• PROBLEM DESCRIPTION
Can you recast the rows below as a two-column CSV headed instruction and points, one line per row, with each row's text and its answer each in a single quoted field and any line breaks replaced by spaces? Leave the pictures out.

===== RECORDS SUPPLIED =====

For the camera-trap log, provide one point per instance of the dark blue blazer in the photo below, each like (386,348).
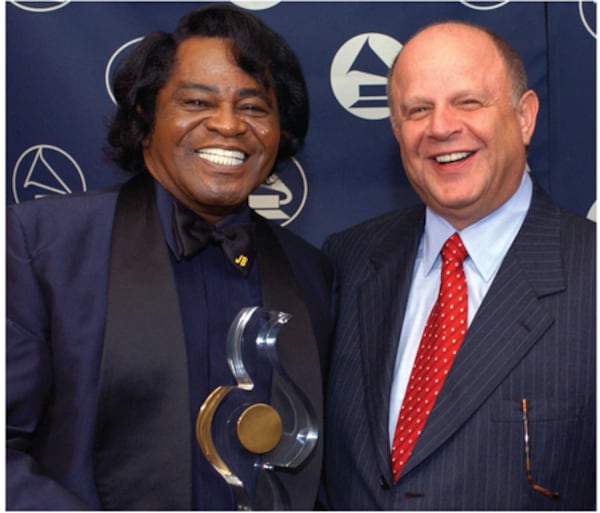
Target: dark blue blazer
(61,452)
(533,337)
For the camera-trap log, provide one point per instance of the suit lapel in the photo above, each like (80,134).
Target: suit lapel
(509,322)
(143,431)
(380,311)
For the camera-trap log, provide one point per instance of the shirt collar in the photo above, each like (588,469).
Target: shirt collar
(488,240)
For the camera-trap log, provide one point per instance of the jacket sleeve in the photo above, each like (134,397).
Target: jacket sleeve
(28,379)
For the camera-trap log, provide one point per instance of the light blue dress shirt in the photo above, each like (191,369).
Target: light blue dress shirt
(487,242)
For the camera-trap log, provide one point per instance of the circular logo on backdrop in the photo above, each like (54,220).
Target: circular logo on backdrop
(359,74)
(114,58)
(45,170)
(255,5)
(283,196)
(36,6)
(587,12)
(591,215)
(484,6)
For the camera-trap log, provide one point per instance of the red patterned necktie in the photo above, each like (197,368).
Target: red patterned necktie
(442,336)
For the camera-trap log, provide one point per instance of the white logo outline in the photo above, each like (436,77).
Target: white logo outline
(584,19)
(269,209)
(357,78)
(256,5)
(109,64)
(29,182)
(468,4)
(59,5)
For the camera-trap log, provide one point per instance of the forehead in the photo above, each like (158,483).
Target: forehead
(449,56)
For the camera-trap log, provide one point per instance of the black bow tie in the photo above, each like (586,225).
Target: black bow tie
(193,234)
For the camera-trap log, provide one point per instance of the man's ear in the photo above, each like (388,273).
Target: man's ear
(527,110)
(140,113)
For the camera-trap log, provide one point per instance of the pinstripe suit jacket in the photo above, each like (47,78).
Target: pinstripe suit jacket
(533,336)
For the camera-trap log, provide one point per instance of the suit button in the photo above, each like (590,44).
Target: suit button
(383,483)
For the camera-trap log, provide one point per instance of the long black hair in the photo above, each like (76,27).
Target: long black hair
(257,49)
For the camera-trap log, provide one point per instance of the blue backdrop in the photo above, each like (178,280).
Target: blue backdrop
(60,57)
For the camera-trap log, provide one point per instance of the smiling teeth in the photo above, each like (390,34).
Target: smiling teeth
(222,157)
(452,157)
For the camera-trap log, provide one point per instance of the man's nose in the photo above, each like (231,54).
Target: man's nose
(227,121)
(444,122)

=====

• RESPONSE FOR THIS EXERCISE
instruction,points
"For the camera-trap log, provide one point per instance of the dark blue blazer in the photo below, each like (386,348). Target: dark blue blazer","(61,452) (533,337)"
"For the camera-trap log, provide one point per instance of the suit lapel in the photo above, each like (80,134). Target: suit lapel","(509,322) (143,431) (380,311)"
"For the camera-trap log, provide one point per instance of the shirt collar in the photo above, each like (588,469). Target: shirt collar","(488,240)"
"For the camera-trap log, provide one point per instance of the jacket sleeve in the photo above, each like (134,397). Target: jacket sleeve","(28,379)"
"For the camera-trap log, provide one point per instance of the light blue dress shirt in the photo above, each like (191,369). Target: light blue dress shirt","(487,242)"
"For the camera-trap log, provide one point per instance of the circular logo on backdrop in the photo above, each like (54,220). Target: circular logo on backdrop","(359,74) (114,58) (45,170) (255,5) (283,196) (36,6) (587,12) (591,215) (484,6)"
"For the camera-trap log, provide one point per instance of the red patterned necktie in the photo above, each like (197,368). Target: red patterned necktie","(442,336)"
"For the camera-trap log, provide one point per instance of the white logo outline in the photo above, each like (436,77). Target: white logo outline","(584,19) (269,209) (357,78) (256,5) (109,64) (29,182) (468,4) (59,5)"
"For the camera-trap log, provide one point per instance of the forehead in the photo above, each like (158,483). Target: forehead","(449,56)"
"For the camera-trap log, provide one point per instance of the black bow tie in the photo above, each like (586,225). Target: black bow tie","(193,234)"
"For the camera-trap log, provide one point per instance of the man's ear in the photo above, each like (388,273). Target: man's ear","(527,110) (140,113)"
"For the camera-trap log, provide one point per instance of the pinstripe suit jacket in the photo above, each like (47,78). Target: pinstripe suit jacket","(533,336)"
"For the camera-trap log, provide one point per instance of the suit button in the photo above, each like (590,44). Target: suit button","(383,483)"
"For the camera-trap log, provide one point per instance of the long black hair in the photo above, each like (76,27). Target: long black hair","(257,49)"
"For the camera-trap log, provide one point per instance of the blue backdrop in the photo above, each like (178,280). Target: blue backdrop","(60,57)"
"For the camera-trap log, provide one point per instance of the smiling teeth in the photo above, each like (390,34). Target: smiling teeth","(222,157) (452,157)"
"For the camera-trap log, provide one point per instance of the man's nose in the photo above, each like (231,54). Target: man's nose","(227,121) (444,122)"